■ **Stated problem**
Please turn the data below into a JSON list of strings, one string per line, leaving out any blank lines.

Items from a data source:

★ ★ ★ ★ ★

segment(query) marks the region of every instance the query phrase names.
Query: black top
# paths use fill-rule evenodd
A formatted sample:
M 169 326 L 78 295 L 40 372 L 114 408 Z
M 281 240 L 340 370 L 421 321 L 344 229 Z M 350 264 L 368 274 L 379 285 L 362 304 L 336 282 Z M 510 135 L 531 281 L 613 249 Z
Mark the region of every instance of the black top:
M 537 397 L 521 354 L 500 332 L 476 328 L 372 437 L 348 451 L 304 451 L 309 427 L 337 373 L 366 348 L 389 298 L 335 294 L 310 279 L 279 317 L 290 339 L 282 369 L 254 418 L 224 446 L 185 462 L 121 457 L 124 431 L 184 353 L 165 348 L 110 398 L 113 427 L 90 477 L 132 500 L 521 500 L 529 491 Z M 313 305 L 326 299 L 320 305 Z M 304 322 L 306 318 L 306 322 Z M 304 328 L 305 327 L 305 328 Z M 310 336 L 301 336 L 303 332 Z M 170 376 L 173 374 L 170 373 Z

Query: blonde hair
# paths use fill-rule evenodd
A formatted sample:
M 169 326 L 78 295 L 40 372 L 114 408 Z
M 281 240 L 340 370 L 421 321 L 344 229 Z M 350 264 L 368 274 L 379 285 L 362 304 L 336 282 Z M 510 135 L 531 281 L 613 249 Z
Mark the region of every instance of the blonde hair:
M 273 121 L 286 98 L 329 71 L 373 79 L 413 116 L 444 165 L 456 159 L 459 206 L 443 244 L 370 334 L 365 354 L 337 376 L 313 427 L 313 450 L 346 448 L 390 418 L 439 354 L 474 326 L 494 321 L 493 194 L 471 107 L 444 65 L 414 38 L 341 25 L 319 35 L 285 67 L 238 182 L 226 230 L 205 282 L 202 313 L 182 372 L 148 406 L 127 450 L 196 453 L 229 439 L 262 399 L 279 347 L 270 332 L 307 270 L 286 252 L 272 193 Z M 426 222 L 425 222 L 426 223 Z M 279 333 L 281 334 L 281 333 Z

★ ★ ★ ★ ★

■ **Result**
[
  "segment(query) marks the region of every instance the query phrase names.",
  "Query: black top",
  "# paths use fill-rule evenodd",
  "A formatted sample:",
  "M 169 326 L 78 295 L 40 372 L 114 408 Z",
  "M 281 240 L 340 370 L 421 321 L 344 229 Z M 350 264 L 368 274 L 379 285 L 362 304 L 336 282 Z M 510 135 L 531 281 L 613 249 Z",
  "Mark the region of every instance of the black top:",
  "M 537 397 L 521 354 L 500 332 L 476 328 L 372 437 L 348 451 L 304 451 L 309 427 L 337 373 L 366 348 L 389 298 L 335 294 L 310 279 L 279 317 L 290 339 L 282 369 L 254 418 L 224 446 L 185 462 L 121 457 L 124 431 L 184 353 L 165 348 L 110 398 L 113 427 L 90 477 L 132 500 L 521 500 L 529 491 Z M 313 305 L 326 299 L 320 305 Z M 304 322 L 306 318 L 306 322 Z M 304 328 L 305 327 L 305 328 Z M 310 336 L 301 336 L 303 332 Z M 170 376 L 173 374 L 170 373 Z",
  "Query: blonde hair",
  "# paths use fill-rule evenodd",
  "A formatted sample:",
  "M 169 326 L 78 295 L 40 372 L 114 408 Z",
  "M 281 240 L 340 370 L 421 321 L 344 229 Z M 350 264 L 368 274 L 379 285 L 362 304 L 336 282 Z M 510 135 L 531 281 L 613 249 Z",
  "Mark the region of every instance of the blonde hair:",
  "M 273 121 L 286 98 L 329 71 L 373 79 L 413 116 L 444 165 L 456 159 L 459 206 L 443 244 L 370 334 L 365 354 L 337 376 L 313 427 L 313 450 L 346 448 L 390 418 L 439 354 L 474 326 L 494 321 L 493 194 L 471 107 L 444 65 L 414 38 L 341 25 L 319 35 L 285 67 L 238 182 L 226 230 L 205 282 L 202 313 L 182 372 L 148 406 L 127 450 L 196 453 L 229 439 L 262 399 L 279 347 L 270 332 L 307 270 L 286 252 L 272 193 Z M 426 222 L 425 222 L 426 223 Z M 279 333 L 281 334 L 281 333 Z"
]